- _EXERCISE PROMPT_
Will you set down all of the records below, word for word and line for line?

- _GIVEN RECORDS_
— start —

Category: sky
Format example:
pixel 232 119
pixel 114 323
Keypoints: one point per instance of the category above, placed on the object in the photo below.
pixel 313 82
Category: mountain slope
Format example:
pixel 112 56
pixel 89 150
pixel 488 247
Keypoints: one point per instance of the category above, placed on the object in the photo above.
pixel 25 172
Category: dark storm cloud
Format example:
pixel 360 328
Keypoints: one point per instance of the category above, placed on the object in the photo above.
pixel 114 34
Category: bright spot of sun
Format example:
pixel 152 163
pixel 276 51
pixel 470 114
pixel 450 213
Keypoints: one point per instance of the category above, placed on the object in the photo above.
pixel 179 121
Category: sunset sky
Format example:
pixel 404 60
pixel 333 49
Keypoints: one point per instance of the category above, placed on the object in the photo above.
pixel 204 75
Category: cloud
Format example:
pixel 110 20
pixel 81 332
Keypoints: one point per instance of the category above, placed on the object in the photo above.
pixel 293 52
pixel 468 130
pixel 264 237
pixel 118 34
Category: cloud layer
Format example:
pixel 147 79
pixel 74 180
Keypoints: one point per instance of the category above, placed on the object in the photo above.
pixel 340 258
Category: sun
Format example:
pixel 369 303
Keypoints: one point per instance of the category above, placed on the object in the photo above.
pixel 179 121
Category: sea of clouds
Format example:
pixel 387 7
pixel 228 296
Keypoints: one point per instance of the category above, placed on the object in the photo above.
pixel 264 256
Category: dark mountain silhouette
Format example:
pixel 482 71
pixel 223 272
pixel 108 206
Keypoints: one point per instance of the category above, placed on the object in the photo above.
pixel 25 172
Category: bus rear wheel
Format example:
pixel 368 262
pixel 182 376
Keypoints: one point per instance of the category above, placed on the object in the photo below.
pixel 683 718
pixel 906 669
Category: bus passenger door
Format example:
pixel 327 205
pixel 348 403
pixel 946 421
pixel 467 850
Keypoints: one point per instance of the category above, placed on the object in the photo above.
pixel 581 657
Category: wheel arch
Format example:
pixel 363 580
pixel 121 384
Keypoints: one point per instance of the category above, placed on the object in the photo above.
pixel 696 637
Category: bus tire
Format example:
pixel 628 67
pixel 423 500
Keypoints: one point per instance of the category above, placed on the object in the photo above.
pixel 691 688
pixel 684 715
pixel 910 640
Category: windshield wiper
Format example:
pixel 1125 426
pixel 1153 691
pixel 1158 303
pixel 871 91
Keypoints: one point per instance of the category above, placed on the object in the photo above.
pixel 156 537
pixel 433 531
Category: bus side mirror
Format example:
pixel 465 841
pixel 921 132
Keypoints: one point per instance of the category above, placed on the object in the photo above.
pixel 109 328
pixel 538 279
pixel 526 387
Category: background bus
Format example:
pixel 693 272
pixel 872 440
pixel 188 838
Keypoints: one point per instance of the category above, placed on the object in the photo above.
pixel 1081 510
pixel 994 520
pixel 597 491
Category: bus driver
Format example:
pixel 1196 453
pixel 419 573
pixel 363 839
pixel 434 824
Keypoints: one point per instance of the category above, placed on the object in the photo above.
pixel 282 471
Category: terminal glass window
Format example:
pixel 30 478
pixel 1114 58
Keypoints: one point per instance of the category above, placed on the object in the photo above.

— end —

- _SOLUTION FOR THIS EXERCISE_
Category: sky
Format example:
pixel 232 119
pixel 114 323
Keypoints: one point per instance of the category above, placed on the object in the photo below.
pixel 313 82
Category: mountain slope
Format example:
pixel 112 56
pixel 89 150
pixel 488 247
Keypoints: one point per instance of the category above, placed on the object in the photo above.
pixel 25 172
Category: dark storm cloud
Format example:
pixel 360 328
Keypoints: one point per instance of the category above, placed on the object in the photo above.
pixel 114 34
Category: bright spot of sun
Format example:
pixel 152 163
pixel 276 51
pixel 470 114
pixel 450 213
Keypoints: one point per instance of the category above, placed on the object in the photo above.
pixel 179 121
Category: sunset sky
Format example:
pixel 404 60
pixel 333 49
Keypoints: one point per instance of the category above, placed on the object in the photo above.
pixel 204 75
Category: cloud
Format example:
pixel 110 20
pixel 81 332
Keypoints: one point per instance of the category above, placed on the object in the photo above.
pixel 293 52
pixel 468 130
pixel 264 237
pixel 118 34
Category: cloud layer
Format example:
pixel 147 79
pixel 74 180
Keypoints: one point per instance of the category above, placed on the object in the photo above.
pixel 340 258
Category: sun
Format example:
pixel 369 303
Keypoints: one point per instance of the category above, placed on the object in the photo above.
pixel 179 121
Category: sea of clouds
Format example:
pixel 387 7
pixel 228 296
Keypoints: one point per instance of the category above, placed on the object in the photo above.
pixel 264 256
Category: dark mountain silhouette
Format example:
pixel 482 71
pixel 223 272
pixel 108 206
Keypoints: one point per instance of the category above, placed on the object in the photo above.
pixel 25 172
Category: bus rear wheel
Format example:
pixel 368 262
pixel 182 376
Keypoints: one point per instance of the category above, placed on the object in the photo below.
pixel 683 718
pixel 906 669
Category: bus passenger door
Format example:
pixel 327 205
pixel 348 403
pixel 946 421
pixel 467 850
Keypoints: one point per instance of the category above, placed on the object in the photo above.
pixel 581 657
Category: wheel arch
Format example:
pixel 363 580
pixel 121 384
Keypoints: one point per instance of the category above, placed on the object in the photo above.
pixel 696 637
Category: bus tire
Format example:
pixel 628 67
pixel 423 500
Keypoints: one point per instance of the category above, placed on the object in the photo above.
pixel 691 688
pixel 684 715
pixel 910 640
Category: windshield wiper
Format example:
pixel 1125 426
pixel 1153 691
pixel 1158 303
pixel 871 91
Keypoints: one point per instance of the category above, placed on the object in the photo above.
pixel 156 537
pixel 433 531
Category: bus side mirror
Format example:
pixel 465 841
pixel 921 132
Keypoints: one point per instance of the category above, placed on the object in the photo above.
pixel 109 328
pixel 538 279
pixel 526 387
Category: background bus
Format example:
pixel 693 272
pixel 872 440
pixel 188 838
Keypoints: one point per instance of the category above, placed on the object in the photo above.
pixel 1081 510
pixel 994 520
pixel 597 491
Category: bus driver
Format example:
pixel 1196 453
pixel 419 573
pixel 363 839
pixel 434 824
Keypoints: one point per instance of the category above, placed on the object in the photo above.
pixel 282 471
Category: terminal glass window
Format example:
pixel 30 478
pixel 1114 58
Keypoints: one point per instance of the category above, placed on the object in the photo above.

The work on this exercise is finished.